## TASK GOAL:
With the pictures excluded, retype the records that follow exactly.

Top of INFORMATION SUPPLIED

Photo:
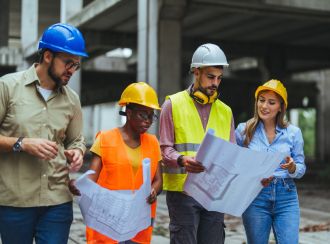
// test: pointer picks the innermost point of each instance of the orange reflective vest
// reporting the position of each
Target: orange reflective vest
(117, 174)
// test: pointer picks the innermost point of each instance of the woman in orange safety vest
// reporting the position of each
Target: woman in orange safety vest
(118, 153)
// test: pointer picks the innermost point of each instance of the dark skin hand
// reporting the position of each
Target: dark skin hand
(191, 165)
(156, 186)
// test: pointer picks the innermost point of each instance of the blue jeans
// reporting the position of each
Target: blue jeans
(49, 224)
(275, 207)
(191, 223)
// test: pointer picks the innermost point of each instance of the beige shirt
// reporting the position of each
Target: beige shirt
(25, 180)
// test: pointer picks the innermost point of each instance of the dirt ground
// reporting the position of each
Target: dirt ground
(314, 195)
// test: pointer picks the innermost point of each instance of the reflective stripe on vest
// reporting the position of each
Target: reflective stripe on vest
(117, 174)
(189, 133)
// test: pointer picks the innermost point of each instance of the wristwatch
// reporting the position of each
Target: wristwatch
(17, 147)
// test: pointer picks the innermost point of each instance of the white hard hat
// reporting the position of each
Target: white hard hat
(208, 55)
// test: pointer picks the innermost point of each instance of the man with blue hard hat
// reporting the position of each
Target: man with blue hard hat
(41, 141)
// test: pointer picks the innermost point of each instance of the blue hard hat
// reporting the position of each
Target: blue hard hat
(63, 38)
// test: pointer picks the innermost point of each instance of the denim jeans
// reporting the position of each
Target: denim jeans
(275, 207)
(49, 224)
(191, 223)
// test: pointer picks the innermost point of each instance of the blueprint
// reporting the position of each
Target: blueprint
(232, 177)
(119, 215)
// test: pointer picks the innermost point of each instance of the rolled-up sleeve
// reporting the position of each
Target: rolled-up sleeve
(166, 135)
(239, 134)
(74, 137)
(298, 155)
(3, 101)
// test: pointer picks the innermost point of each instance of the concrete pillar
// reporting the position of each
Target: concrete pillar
(68, 9)
(323, 117)
(29, 22)
(143, 40)
(4, 23)
(159, 53)
(273, 65)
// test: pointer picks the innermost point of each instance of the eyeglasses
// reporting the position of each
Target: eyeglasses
(144, 115)
(69, 63)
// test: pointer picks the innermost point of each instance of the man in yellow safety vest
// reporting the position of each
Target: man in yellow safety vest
(185, 118)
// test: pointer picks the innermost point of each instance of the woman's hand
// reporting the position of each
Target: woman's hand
(73, 189)
(266, 181)
(289, 164)
(191, 165)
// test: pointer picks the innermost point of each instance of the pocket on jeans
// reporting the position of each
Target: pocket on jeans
(291, 186)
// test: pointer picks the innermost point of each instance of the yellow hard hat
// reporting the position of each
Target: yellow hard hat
(139, 93)
(275, 86)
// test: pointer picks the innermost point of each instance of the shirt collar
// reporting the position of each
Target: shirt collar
(32, 77)
(278, 129)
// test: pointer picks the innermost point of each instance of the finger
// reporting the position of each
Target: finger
(196, 167)
(51, 146)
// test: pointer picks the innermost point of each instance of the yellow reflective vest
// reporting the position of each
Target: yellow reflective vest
(189, 133)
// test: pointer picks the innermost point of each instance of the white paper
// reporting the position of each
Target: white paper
(232, 177)
(119, 215)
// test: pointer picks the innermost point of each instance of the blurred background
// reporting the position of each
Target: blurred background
(153, 41)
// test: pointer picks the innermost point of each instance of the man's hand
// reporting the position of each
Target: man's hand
(74, 158)
(191, 165)
(41, 148)
(289, 164)
(73, 189)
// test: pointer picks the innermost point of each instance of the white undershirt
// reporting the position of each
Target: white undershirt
(44, 92)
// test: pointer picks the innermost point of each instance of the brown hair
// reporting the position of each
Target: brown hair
(252, 123)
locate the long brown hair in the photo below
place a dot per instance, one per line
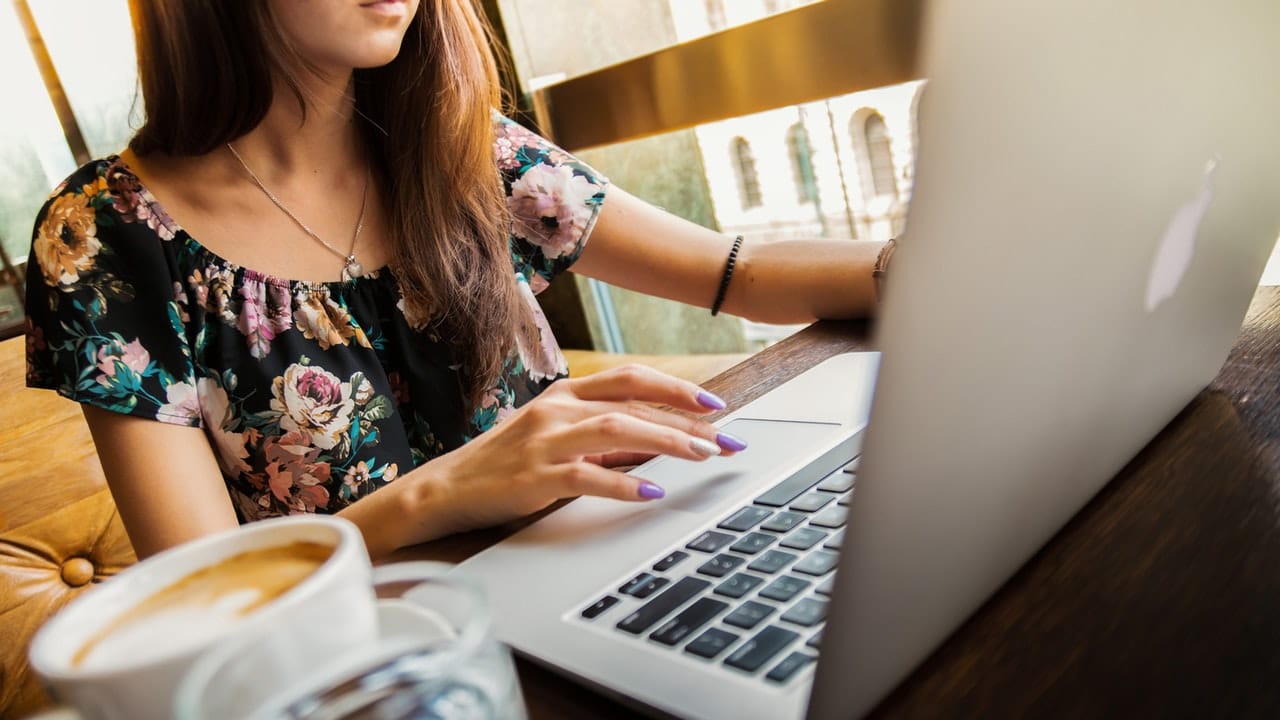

Bottom of INFORMATION SUPPLIED

## ANSWER:
Photo:
// test: pointer picks the innermost point of each instance of the orange reflective vest
// reporting the position of each
Target: orange reflective vest
(117, 174)
// test: pointer picks the innermost point of each instance of the woman in orange safety vest
// reporting the position of each
Target: woman in orange safety vest
(118, 153)
// test: pointer picks the innermost point of each instance of the dark skin hand
// reporting the position of each
Target: dark skin hand
(191, 165)
(156, 186)
// test: pointer picks the innermost point of each instance of the blue jeans
// reporting the position of each
Target: blue jeans
(49, 224)
(275, 207)
(191, 223)
// test: pointer picks the innermost point of each instance of the beige shirt
// reporting the position of each
Target: beige shirt
(25, 180)
// test: pointer picks the innermost point of each instance of the dirt ground
// reporting the position of each
Target: dirt ground
(314, 195)
// test: pointer picks the innermost point of each instance of the reflective stripe on vest
// reporting the position of each
Target: reflective stripe on vest
(117, 174)
(189, 133)
// test: pointer picks the innermost point of each instance of the wristwatch
// reporting the position of each
Target: wristwatch
(17, 147)
// test: pointer picks the innermost point of each instance of the white hard hat
// reporting the position of each
Target: white hard hat
(208, 55)
// test: pointer picks the innermost point of each instance of the man with blue hard hat
// reporting the position of each
Target: man with blue hard hat
(41, 141)
// test: pointer picks the innermost point of each instance of the blue hard hat
// reporting the position of each
Target: blue hard hat
(63, 38)
// test: pointer picks the innermost point of each instance of the denim jeans
// reporting the position of each
Target: denim jeans
(275, 207)
(49, 224)
(191, 223)
// test: pointer picks the innermost point of each instance of the blueprint
// reporting the position of each
Target: blueprint
(232, 177)
(119, 215)
// test: pointer picks the innermost point of each instance of the rolled-up sleeve
// reporting the position of each
Target: rolled-up sleeve
(166, 135)
(239, 134)
(74, 137)
(298, 155)
(3, 101)
// test: pointer picks the innermost point of each instance of the concrete pillar
// reporting the position of each
Target: concrete pillar
(68, 9)
(323, 117)
(29, 22)
(143, 40)
(4, 23)
(159, 53)
(273, 65)
// test: pointer picks the innermost point of each instance of the eyeglasses
// reporting the position of each
Target: eyeglasses
(144, 115)
(69, 63)
// test: pointer picks the innermost point of each instance of the man in yellow safety vest
// reporting the position of each
Target: man in yellow safety vest
(185, 118)
// test: pointer picks the innermost point of each instance of the woman's hand
// reporting the position of each
Target: woman's hand
(73, 189)
(266, 181)
(289, 164)
(191, 165)
// test: pointer picks the innermost point of each instance of the pocket on jeans
// reporting the position of each
Target: pocket on jeans
(291, 186)
// test: pointer picks the innermost point of each instance of the yellow hard hat
// reporting the position of each
Target: yellow hard hat
(139, 93)
(275, 86)
// test: pointer picks the innermost point of each instance of the shirt collar
// reporting the position of each
Target: shirt collar
(32, 77)
(278, 129)
// test: pointer picks the innermost point of each instance of the finger
// reporting the position of each
Target: finger
(196, 167)
(51, 146)
// test: pointer picks the innermost point of each instance of the yellow reflective vest
// reporting the position of each
Target: yellow reflective vest
(189, 133)
// test: pointer picks the innermost point of each instance of the white paper
// reporting the position of each
Target: white paper
(232, 177)
(119, 215)
// test: pointer picks the innermost point of each instance of the blurred background
// reporting the position of each
Target: blurred background
(153, 41)
// test: pointer picks the innermost point of each instance of the man's hand
// reporting the position of each
Target: man's hand
(74, 158)
(191, 165)
(41, 148)
(289, 164)
(73, 189)
// test: pointer picks the innermost point of each instance of the white undershirt
// reporting the position of each
Target: white undershirt
(44, 92)
// test: pointer picks the innermost point of each instance of the brown hair
// reporting the position of each
Target: brown hair
(252, 123)
locate the long brown hair in the photo below
place a dot per instance, one per line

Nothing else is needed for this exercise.